* **DIRECTIONS**
1/ In the forum thread about Vilsack's return to the USDA, how much were direct federal payments to farmers expected to reach in 2020?
2/ In the forum thread about Vilsack's return to the USDA, rewrite the paragraph beginning "It will be interesting to see" more briefly, keeping its main points.
3/ Carry on the forum thread about Vilsack's return to the USDA from the point where it stops.

* **QUOTED PASSAGE**
# Vilsack to head USDA again



## stack em up (Mar 7, 2013)

https://www.npr.org/sections/biden-transition-updates/2020/12/08/944434278/biden-plans-to-bring-vilsack-back-to-usda-despite-criticism-from-reformers


----------



## Edd in KY (Jul 16, 2009)

I have mixed feelings. I think we need experienced people to run the government. If you have ever worked for a company that changed all it's managers every year, you know the chaos that can and usually does cause. Viksack certainly knows the territory. But farmers can not have it both ways. 
They claim to be anti-socialism.....but.....In 2020 alone, direct federal payments to farmers are expected to reach $46 billion, far exceeding the amount of farm subsidies in any previous year. So what is that called?

What is good for the goose is good for the gander.


----------



## endrow (Dec 15, 2011)

What Vilsack's Return to USDA Would Mean for U.S. Farmers and Ranchers - AgWeb


----------



## endrow (Dec 15, 2011)

Edd in KY said:


> I have mixed feelings. I think we need experienced people to run the government. If you have ever worked for a company that changed all it's managers every year, you know the chaos that can and usually does cause. Viksack certainly knows the territory. But farmers can not have it both ways.
> They claim to be anti-socialism.....but.....In 2020 alone, direct federal payments to farmers are expected to reach $46 billion, far exceeding the amount of farm subsidies in any previous year. So what is that called?
> 
> What is good for the goose is good for the gander.


It will be interesting to see what the next 4 years bring .The last 4 years have been the poorest years i have seen in agriculture .They used to talk about rural development. The last 4 years have been rural destruction


----------



## somedevildawg (Jun 20, 2011)

It’s almost like they had no idea they would be able to cheat their way back into power, now what to do.....I know, just get everyone back that was in under Obama, no real controversy to see here....


----------



## Edd in KY (Jul 16, 2009)

* **MATERIAL PROVIDED**

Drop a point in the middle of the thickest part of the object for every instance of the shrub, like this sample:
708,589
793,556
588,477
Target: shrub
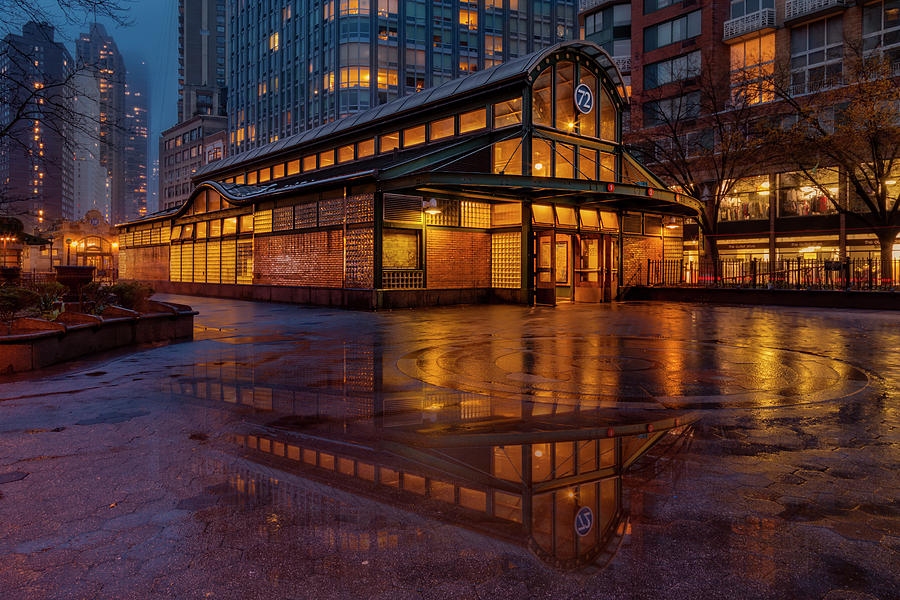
95,297
48,294
131,295
14,301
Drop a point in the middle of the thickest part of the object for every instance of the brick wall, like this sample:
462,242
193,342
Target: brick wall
150,263
636,250
458,259
314,258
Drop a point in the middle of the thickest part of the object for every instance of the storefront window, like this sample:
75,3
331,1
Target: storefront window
565,97
748,200
540,158
541,98
798,196
508,157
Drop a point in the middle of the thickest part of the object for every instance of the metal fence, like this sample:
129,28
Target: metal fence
795,273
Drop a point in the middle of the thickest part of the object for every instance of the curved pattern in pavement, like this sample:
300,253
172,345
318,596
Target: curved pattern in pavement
597,369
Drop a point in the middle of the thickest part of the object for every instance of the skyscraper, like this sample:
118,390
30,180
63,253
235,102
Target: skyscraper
295,65
97,51
136,149
201,58
35,95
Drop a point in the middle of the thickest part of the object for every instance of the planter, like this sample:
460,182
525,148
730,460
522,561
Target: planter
74,278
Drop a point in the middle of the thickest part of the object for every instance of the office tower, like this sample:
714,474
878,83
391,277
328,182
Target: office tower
136,148
35,158
201,58
295,65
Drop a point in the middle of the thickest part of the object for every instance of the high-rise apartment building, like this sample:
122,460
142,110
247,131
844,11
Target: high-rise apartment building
136,143
671,49
36,90
97,51
298,64
202,40
91,179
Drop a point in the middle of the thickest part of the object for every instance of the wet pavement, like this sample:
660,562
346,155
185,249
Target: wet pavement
293,452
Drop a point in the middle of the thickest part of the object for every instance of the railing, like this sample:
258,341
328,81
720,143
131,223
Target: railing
794,9
761,19
402,279
797,273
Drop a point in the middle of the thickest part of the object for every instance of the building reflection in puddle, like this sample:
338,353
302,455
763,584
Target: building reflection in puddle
544,475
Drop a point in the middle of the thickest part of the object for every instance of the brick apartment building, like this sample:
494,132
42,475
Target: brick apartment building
662,48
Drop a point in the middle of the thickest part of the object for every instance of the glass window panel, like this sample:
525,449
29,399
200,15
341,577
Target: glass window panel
565,101
366,148
413,136
507,157
541,98
540,157
345,153
587,163
508,113
587,124
564,165
389,142
473,120
442,128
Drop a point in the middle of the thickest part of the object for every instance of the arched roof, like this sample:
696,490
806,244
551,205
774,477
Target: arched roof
517,68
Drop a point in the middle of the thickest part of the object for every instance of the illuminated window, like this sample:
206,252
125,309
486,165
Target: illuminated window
473,120
565,161
389,142
508,113
366,148
587,163
413,136
541,98
752,65
565,99
540,158
507,157
345,153
442,128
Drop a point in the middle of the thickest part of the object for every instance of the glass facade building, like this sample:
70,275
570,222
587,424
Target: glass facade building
297,64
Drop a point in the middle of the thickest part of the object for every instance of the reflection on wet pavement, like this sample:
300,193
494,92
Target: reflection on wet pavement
593,451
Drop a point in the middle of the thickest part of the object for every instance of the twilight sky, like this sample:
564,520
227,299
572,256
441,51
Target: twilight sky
152,38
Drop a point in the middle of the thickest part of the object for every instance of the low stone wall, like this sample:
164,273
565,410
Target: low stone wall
77,336
808,298
357,299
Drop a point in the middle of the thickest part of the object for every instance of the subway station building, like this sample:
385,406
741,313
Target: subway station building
507,185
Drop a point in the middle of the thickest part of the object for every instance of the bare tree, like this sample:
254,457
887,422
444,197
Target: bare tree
700,136
26,101
847,128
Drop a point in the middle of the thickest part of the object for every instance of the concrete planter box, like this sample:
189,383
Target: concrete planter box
34,344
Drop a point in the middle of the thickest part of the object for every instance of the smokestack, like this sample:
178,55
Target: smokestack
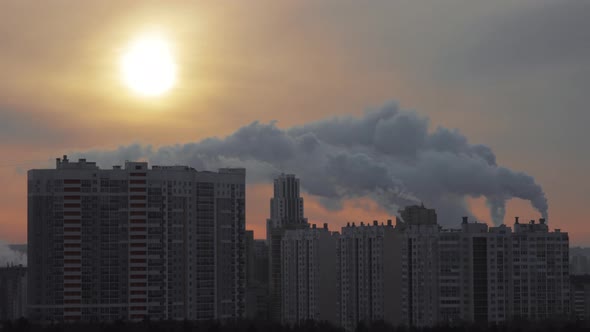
339,173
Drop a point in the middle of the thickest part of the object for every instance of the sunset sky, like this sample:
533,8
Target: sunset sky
511,75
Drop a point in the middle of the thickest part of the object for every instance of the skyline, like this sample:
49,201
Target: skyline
460,65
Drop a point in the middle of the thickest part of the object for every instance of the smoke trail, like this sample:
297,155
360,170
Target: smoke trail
386,154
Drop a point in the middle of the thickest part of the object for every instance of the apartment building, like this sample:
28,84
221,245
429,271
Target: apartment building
13,292
309,274
133,242
369,274
286,212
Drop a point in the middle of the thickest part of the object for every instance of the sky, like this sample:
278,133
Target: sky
509,75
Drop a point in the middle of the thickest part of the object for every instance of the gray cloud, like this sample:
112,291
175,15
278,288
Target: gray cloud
386,154
543,34
18,127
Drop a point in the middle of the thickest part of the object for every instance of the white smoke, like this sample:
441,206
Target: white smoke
386,154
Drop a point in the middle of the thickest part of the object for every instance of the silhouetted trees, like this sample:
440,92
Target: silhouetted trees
23,325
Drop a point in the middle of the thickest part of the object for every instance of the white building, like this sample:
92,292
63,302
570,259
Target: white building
309,273
134,242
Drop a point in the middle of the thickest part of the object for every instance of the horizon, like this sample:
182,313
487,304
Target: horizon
473,108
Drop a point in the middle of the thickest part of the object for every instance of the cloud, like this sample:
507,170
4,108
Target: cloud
18,127
387,154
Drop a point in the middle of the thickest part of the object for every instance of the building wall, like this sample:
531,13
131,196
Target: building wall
133,242
13,292
286,212
308,275
363,275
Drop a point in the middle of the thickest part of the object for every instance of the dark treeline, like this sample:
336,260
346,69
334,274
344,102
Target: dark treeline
22,325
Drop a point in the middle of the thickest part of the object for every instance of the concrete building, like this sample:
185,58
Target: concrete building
369,274
419,265
134,242
13,292
580,297
256,278
309,275
540,278
474,273
286,212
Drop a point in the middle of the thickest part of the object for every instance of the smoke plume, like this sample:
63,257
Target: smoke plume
387,154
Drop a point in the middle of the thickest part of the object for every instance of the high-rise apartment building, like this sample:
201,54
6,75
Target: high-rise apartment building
256,278
309,272
369,275
474,273
13,292
540,278
419,265
135,242
286,212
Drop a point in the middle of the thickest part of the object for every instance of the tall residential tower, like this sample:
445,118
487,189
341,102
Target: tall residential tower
286,212
135,242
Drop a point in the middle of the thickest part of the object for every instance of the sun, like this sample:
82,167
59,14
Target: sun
148,67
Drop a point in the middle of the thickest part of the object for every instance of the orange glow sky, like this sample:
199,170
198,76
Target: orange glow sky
457,63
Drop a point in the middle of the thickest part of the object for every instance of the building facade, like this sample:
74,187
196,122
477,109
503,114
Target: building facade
369,275
474,273
13,292
256,278
135,242
309,272
286,212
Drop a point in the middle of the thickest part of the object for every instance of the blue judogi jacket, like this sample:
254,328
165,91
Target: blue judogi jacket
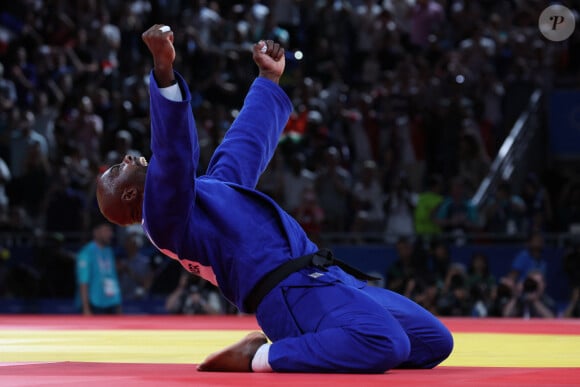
218,225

* **OUTPUTS FOR THE TASKS**
1/ $46 billion

2/ The poster wonders what the next four years will bring and calls the last four the poorest seen in agriculture. What was once called rural development has been rural destruction.

3/
endrow said:


> It will be interesting to see what the next 4 years bring .The last 4 years have been the poorest years i have seen in agriculture .They used to talk about rural development. The last 4 years have been rural destruction


Rural Americans have proven that they are not willing to take the time to understand how the policies of the government (and who/which party) formulated those policies, that shuttered the little factories that in the mid-90's kept rural America alive. It is so much easier to just tune in every day to let someone tell the listener what to think. Also easy to forget that the politicians that sent the jobs off shore, now want to be reelected to bring the jobs back.


----------



## stack em up (Mar 7, 2013)

Edd in KY said:


> Rural Americans have proven that they are not willing to take the time to understand how the policies of the government (and who/which party) formulated those policies, that shuttered the little factories that in the mid-90's kept rural America alive. It is so much easier to just tune in every day to let someone tell the listener what to think. Also easy to forget that the politicians that sent the jobs off shore, now want to be reelected to bring the jobs back.


That's a common occurrence from both sides of the aisle. Politicians who have been in more than one term calling for "reform" The incumbents calling for reform. They talk at their rallies "policies need to change!" You're the window licker who helped write the damn policies.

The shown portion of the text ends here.